- WORKING DATA:

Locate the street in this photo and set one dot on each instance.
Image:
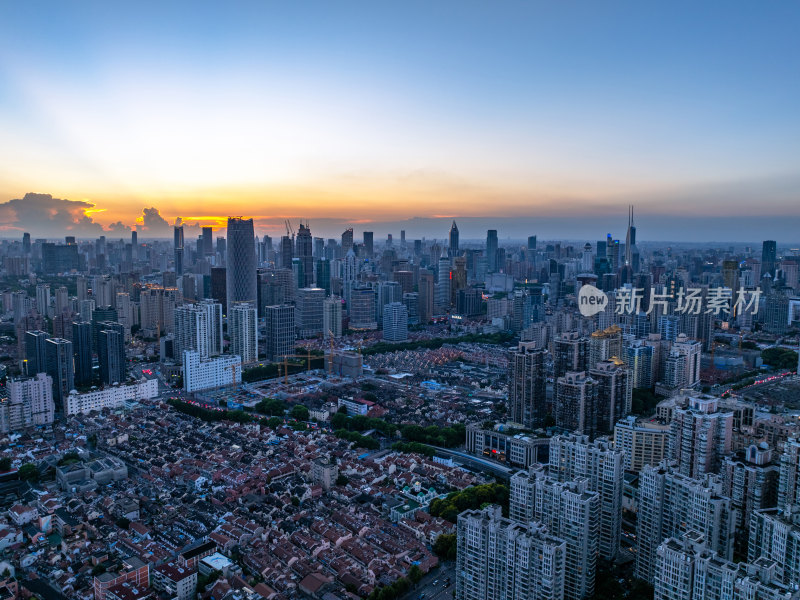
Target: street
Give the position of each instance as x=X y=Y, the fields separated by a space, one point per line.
x=439 y=591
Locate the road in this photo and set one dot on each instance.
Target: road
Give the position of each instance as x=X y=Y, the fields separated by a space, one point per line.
x=436 y=592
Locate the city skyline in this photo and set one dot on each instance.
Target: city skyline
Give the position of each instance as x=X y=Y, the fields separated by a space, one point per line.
x=534 y=112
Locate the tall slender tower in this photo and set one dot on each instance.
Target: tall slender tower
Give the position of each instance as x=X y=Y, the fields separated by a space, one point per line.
x=241 y=262
x=453 y=240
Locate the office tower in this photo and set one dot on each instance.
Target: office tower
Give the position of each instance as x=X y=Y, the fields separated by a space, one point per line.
x=324 y=275
x=308 y=313
x=241 y=262
x=395 y=322
x=570 y=353
x=35 y=352
x=286 y=252
x=638 y=358
x=411 y=300
x=305 y=252
x=491 y=251
x=361 y=309
x=101 y=314
x=573 y=457
x=243 y=330
x=58 y=353
x=198 y=327
x=789 y=482
x=111 y=353
x=208 y=241
x=426 y=296
x=347 y=240
x=82 y=349
x=700 y=436
x=776 y=313
x=614 y=394
x=369 y=245
x=574 y=406
x=769 y=257
x=178 y=246
x=219 y=285
x=387 y=292
x=43 y=299
x=443 y=281
x=605 y=344
x=750 y=480
x=332 y=317
x=453 y=250
x=671 y=504
x=499 y=559
x=570 y=512
x=280 y=330
x=645 y=442
x=527 y=385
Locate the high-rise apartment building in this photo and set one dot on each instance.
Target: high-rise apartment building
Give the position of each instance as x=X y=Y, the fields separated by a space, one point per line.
x=500 y=559
x=243 y=331
x=701 y=435
x=58 y=353
x=575 y=456
x=280 y=330
x=672 y=504
x=241 y=262
x=395 y=322
x=527 y=385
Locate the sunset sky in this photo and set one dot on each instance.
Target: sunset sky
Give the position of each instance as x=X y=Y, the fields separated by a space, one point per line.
x=378 y=112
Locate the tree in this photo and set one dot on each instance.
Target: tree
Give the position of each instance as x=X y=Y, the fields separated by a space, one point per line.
x=299 y=412
x=29 y=472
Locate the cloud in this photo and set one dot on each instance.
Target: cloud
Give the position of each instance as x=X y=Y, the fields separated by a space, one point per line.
x=152 y=223
x=45 y=216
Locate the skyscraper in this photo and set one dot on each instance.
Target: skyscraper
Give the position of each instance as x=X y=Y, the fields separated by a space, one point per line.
x=573 y=457
x=241 y=262
x=395 y=322
x=308 y=312
x=369 y=247
x=491 y=251
x=570 y=512
x=280 y=330
x=347 y=240
x=243 y=330
x=769 y=256
x=304 y=246
x=527 y=393
x=332 y=317
x=454 y=250
x=35 y=352
x=60 y=368
x=208 y=241
x=178 y=246
x=111 y=353
x=500 y=559
x=198 y=327
x=82 y=349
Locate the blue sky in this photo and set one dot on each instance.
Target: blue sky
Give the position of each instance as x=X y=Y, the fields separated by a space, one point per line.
x=384 y=111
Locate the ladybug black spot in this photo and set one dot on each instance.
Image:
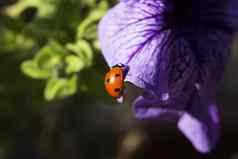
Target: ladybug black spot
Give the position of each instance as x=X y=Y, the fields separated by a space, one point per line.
x=117 y=89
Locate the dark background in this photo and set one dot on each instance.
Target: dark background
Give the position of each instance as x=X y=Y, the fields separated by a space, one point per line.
x=90 y=124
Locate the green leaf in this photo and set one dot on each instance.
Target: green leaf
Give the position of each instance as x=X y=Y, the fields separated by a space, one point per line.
x=53 y=88
x=83 y=49
x=60 y=87
x=74 y=64
x=50 y=56
x=70 y=87
x=31 y=69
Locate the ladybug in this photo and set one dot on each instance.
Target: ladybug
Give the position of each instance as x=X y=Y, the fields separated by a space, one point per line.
x=114 y=80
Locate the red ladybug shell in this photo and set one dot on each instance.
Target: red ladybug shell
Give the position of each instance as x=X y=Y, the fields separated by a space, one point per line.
x=114 y=81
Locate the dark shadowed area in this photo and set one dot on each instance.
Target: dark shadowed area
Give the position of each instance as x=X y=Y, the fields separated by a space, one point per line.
x=43 y=115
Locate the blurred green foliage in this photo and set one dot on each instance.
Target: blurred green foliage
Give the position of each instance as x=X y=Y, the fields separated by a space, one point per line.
x=57 y=40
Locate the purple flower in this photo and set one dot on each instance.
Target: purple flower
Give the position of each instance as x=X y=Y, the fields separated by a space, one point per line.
x=176 y=51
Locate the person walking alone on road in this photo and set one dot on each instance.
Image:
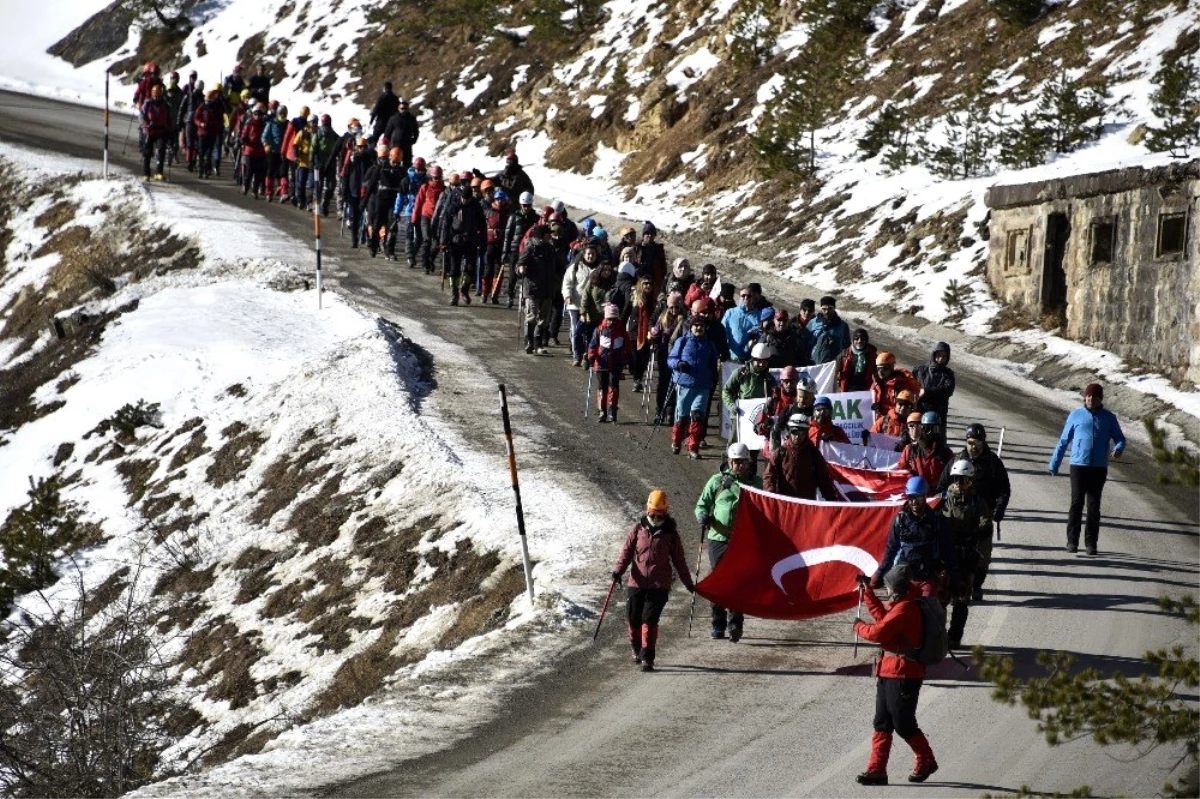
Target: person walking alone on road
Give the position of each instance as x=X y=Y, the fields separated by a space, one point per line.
x=1087 y=431
x=897 y=629
x=652 y=547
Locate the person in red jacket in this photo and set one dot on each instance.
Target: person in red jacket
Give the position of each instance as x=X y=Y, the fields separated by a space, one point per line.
x=652 y=547
x=822 y=427
x=898 y=630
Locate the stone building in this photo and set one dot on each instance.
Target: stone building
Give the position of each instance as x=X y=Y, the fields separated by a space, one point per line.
x=1111 y=256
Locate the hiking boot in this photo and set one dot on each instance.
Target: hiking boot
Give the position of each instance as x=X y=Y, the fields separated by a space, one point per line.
x=923 y=773
x=873 y=778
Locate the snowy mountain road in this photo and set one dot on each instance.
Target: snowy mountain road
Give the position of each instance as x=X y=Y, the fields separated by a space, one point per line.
x=786 y=712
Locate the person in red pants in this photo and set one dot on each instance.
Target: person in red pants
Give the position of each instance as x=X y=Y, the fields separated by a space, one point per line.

- PROBLEM TO SOLVE: Could you put every line of the items above into a Markdown table with the columns Row and Line, numbering the rows and skipping blank lines? Leave the pictures out.

- TASK ANSWER:
| Row | Line |
|---|---|
| 1 | Locate the street in this photo and set one dot on each instance. |
| 2 | Image: |
| 3 | Target: street |
| 4 | Give the position of each instance as x=X y=Y, the fields separated by a space, one point per line. |
| 5 | x=439 y=591 |
| 6 | Locate the road in this photo and set one dot on each instance. |
| 7 | Target: road |
| 8 | Give the position of each instance as x=X y=Y, the fields separated by a space, one point per line. |
| 9 | x=436 y=592 |
| 10 | Locate the city skyline in this photo and set one dot on each instance. |
| 11 | Target: city skyline |
| 12 | Give the position of each instance as x=X y=Y, the fields separated by a space, one point per line. |
| 13 | x=534 y=112 |
| 14 | Locate the tall slender tower in this photo and set one dot on each instance. |
| 15 | Target: tall slender tower |
| 16 | Give the position of each instance as x=X y=Y, the fields separated by a space, one point per line. |
| 17 | x=241 y=262 |
| 18 | x=453 y=240 |
| 19 | Locate the office tower in this photo and set one dot on each instance. |
| 20 | Target: office tower |
| 21 | Give the position of each instance as x=X y=Y, the fields separated by a space, one point per line. |
| 22 | x=324 y=275 |
| 23 | x=308 y=313 |
| 24 | x=241 y=262 |
| 25 | x=395 y=322 |
| 26 | x=570 y=353 |
| 27 | x=35 y=352 |
| 28 | x=286 y=252 |
| 29 | x=638 y=358 |
| 30 | x=411 y=300 |
| 31 | x=305 y=252 |
| 32 | x=491 y=251 |
| 33 | x=361 y=309 |
| 34 | x=101 y=314 |
| 35 | x=573 y=457 |
| 36 | x=243 y=330 |
| 37 | x=58 y=353 |
| 38 | x=198 y=327 |
| 39 | x=789 y=482 |
| 40 | x=111 y=353 |
| 41 | x=208 y=241 |
| 42 | x=426 y=296 |
| 43 | x=347 y=240 |
| 44 | x=82 y=349 |
| 45 | x=700 y=436 |
| 46 | x=776 y=313 |
| 47 | x=614 y=394 |
| 48 | x=369 y=245 |
| 49 | x=574 y=406 |
| 50 | x=769 y=257 |
| 51 | x=178 y=246 |
| 52 | x=219 y=285 |
| 53 | x=387 y=292 |
| 54 | x=43 y=299 |
| 55 | x=443 y=281 |
| 56 | x=605 y=344 |
| 57 | x=750 y=480 |
| 58 | x=332 y=317 |
| 59 | x=453 y=250 |
| 60 | x=671 y=504 |
| 61 | x=499 y=559 |
| 62 | x=570 y=512 |
| 63 | x=280 y=330 |
| 64 | x=645 y=442 |
| 65 | x=527 y=385 |
| 66 | Locate the high-rise apartment building in this photo and set one dot on each instance. |
| 67 | Target: high-rise apartment building |
| 68 | Give the position of each instance as x=X y=Y, the fields separated by a space, one point per line. |
| 69 | x=500 y=559 |
| 70 | x=243 y=331 |
| 71 | x=701 y=435 |
| 72 | x=58 y=353 |
| 73 | x=575 y=456 |
| 74 | x=280 y=330 |
| 75 | x=672 y=504 |
| 76 | x=241 y=262 |
| 77 | x=395 y=322 |
| 78 | x=527 y=385 |
| 79 | Locate the sunset sky in this photo and set one dot on each instance. |
| 80 | Target: sunset sky |
| 81 | Give the position of each instance as x=X y=Y, the fields separated by a space, one point per line. |
| 82 | x=378 y=112 |
| 83 | Locate the tree in this photo and set one dot on each instance. |
| 84 | Target: tree |
| 85 | Give the position of each instance as x=X y=Y, the fields separated by a space, one point per line. |
| 86 | x=299 y=412 |
| 87 | x=29 y=472 |
| 88 | Locate the cloud in this photo and set one dot on each instance. |
| 89 | Target: cloud |
| 90 | Give the position of each instance as x=X y=Y, the fields separated by a space, one point per line. |
| 91 | x=152 y=223 |
| 92 | x=45 y=216 |
| 93 | Locate the skyscraper in this photo and set one dot on each instance. |
| 94 | Target: skyscraper |
| 95 | Give the position of each instance as x=X y=Y, the fields separated by a space, one point per line. |
| 96 | x=573 y=457 |
| 97 | x=241 y=262 |
| 98 | x=395 y=322 |
| 99 | x=308 y=312 |
| 100 | x=369 y=247 |
| 101 | x=491 y=251 |
| 102 | x=570 y=512 |
| 103 | x=280 y=330 |
| 104 | x=347 y=240 |
| 105 | x=243 y=330 |
| 106 | x=769 y=256 |
| 107 | x=304 y=246 |
| 108 | x=527 y=393 |
| 109 | x=332 y=317 |
| 110 | x=454 y=250 |
| 111 | x=35 y=352 |
| 112 | x=60 y=368 |
| 113 | x=208 y=241 |
| 114 | x=178 y=246 |
| 115 | x=111 y=353 |
| 116 | x=500 y=559 |
| 117 | x=198 y=327 |
| 118 | x=82 y=349 |
| 119 | Locate the blue sky in this photo and set one dot on each instance. |
| 120 | Target: blue sky |
| 121 | Give the position of each instance as x=X y=Y, the fields separated by a space, one point per line. |
| 122 | x=384 y=111 |
| 123 | Locate the ladybug black spot in this photo and set one dot on each instance. |
| 124 | Image: |
| 125 | Target: ladybug black spot |
| 126 | Give the position of each instance as x=X y=Y, the fields separated by a space, one point per line. |
| 127 | x=117 y=89 |
| 128 | Locate the dark background in this photo and set one dot on each instance. |
| 129 | Target: dark background |
| 130 | Give the position of each instance as x=X y=Y, the fields separated by a space, one point per line. |
| 131 | x=90 y=124 |
| 132 | Locate the green leaf in this photo and set one dot on each instance. |
| 133 | Target: green leaf |
| 134 | Give the position of each instance as x=X y=Y, the fields separated by a space, one point per line. |
| 135 | x=53 y=88 |
| 136 | x=83 y=49 |
| 137 | x=60 y=87 |
| 138 | x=74 y=64 |
| 139 | x=50 y=56 |
| 140 | x=70 y=87 |
| 141 | x=31 y=69 |
| 142 | Locate the ladybug in this photo and set one dot on each instance. |
| 143 | Target: ladybug |
| 144 | Give the position of each instance as x=X y=Y, the fields separated by a space, one point per line. |
| 145 | x=114 y=80 |
| 146 | Locate the red ladybug shell in this photo and set one dot on each instance. |
| 147 | Target: red ladybug shell |
| 148 | Give the position of each instance as x=X y=Y, the fields separated by a space, one point per line. |
| 149 | x=114 y=81 |
| 150 | Locate the dark shadowed area in this photo and set one dot on each instance. |
| 151 | Target: dark shadowed area |
| 152 | Give the position of each instance as x=X y=Y, the fields separated by a space, one point per line. |
| 153 | x=43 y=115 |
| 154 | Locate the blurred green foliage in this photo and set one dot on each instance. |
| 155 | Target: blurred green foliage |
| 156 | Give the position of each instance as x=X y=Y, the fields separated by a space, one point per line. |
| 157 | x=57 y=40 |
| 158 | Locate the purple flower in this photo and set one dot on each instance. |
| 159 | Target: purple flower |
| 160 | Give the position of each instance as x=X y=Y, the fields separated by a space, one point per line. |
| 161 | x=176 y=51 |
| 162 | Locate the person walking alone on road in this photo and set one dot on each instance. |
| 163 | Image: |
| 164 | Target: person walking alone on road |
| 165 | Give the position of each instance as x=X y=Y, the fields separated by a space, one point per line. |
| 166 | x=1087 y=431 |
| 167 | x=897 y=629 |
| 168 | x=652 y=547 |
| 169 | Locate the person in red jacket in this photo and set one dot on each instance. |
| 170 | Target: person in red jacket |
| 171 | Give the position of each instance as x=X y=Y, the fields separated by a space, one point per line. |
| 172 | x=652 y=547 |
| 173 | x=822 y=427 |
| 174 | x=898 y=630 |
| 175 | Locate the stone building in this photo and set one dot on each instance. |
| 176 | Target: stone building |
| 177 | Give the position of each instance as x=X y=Y, the fields separated by a space, one point per line. |
| 178 | x=1111 y=256 |
| 179 | Locate the hiking boot in this photo and set one dot on each instance. |
| 180 | Target: hiking boot |
| 181 | Give the position of each instance as x=X y=Y, the fields separated by a space, one point per line. |
| 182 | x=923 y=773 |
| 183 | x=873 y=778 |
| 184 | Locate the snowy mountain road in this photo and set one dot on each instance. |
| 185 | Target: snowy mountain road |
| 186 | Give the position of each instance as x=X y=Y, the fields separated by a space, one point per line. |
| 187 | x=786 y=712 |
| 188 | Locate the person in red pants in this photo and set one dot on each instance. |
| 189 | Target: person in red pants |
| 190 | Give the position of each instance as x=X y=Y, the fields separated by a space, one point per line. |